• _Source material_
□ □ □ □ □ □ □

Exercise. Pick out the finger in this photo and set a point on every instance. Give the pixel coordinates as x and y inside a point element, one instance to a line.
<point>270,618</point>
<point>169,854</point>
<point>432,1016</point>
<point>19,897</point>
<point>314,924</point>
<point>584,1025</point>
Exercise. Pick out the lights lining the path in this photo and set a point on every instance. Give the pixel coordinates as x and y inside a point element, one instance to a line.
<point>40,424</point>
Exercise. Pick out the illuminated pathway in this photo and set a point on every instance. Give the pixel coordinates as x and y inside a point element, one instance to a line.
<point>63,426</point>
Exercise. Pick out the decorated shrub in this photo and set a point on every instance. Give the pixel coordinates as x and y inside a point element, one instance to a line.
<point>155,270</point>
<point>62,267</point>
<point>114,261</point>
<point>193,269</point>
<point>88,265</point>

□ □ □ □ □ □ □

• _Do this_
Reproduce every line of the material above, requests included, scaling each point coordinate in the answers by a factor of 0.8 and rounding the results to whole numbers, with halves rounded up.

• _Task result_
Exercise. Pick out the finger in this photo and set a point on every instance. Give the pixel coordinates as x and y inside a point element, one instance to a line.
<point>216,494</point>
<point>135,683</point>
<point>346,813</point>
<point>15,718</point>
<point>251,739</point>
<point>467,820</point>
Exercise. Pick out the lights lining the path in this photo and set a point on every instance. Give the pixel coordinates as x and y inside a point element, one instance to a line.
<point>32,339</point>
Exercise. Pick out the illuminated pathway in this photo and set a point on every instance. Give the pixel coordinates as x and y inside a point element, one instance to a line.
<point>50,341</point>
Exercise. Pick out the decorated shrub in this photo and set a point on every instance. Give the pixel coordinates as x and y inside a point element, one instance to a line.
<point>124,216</point>
<point>50,214</point>
<point>91,209</point>
<point>154,215</point>
<point>70,212</point>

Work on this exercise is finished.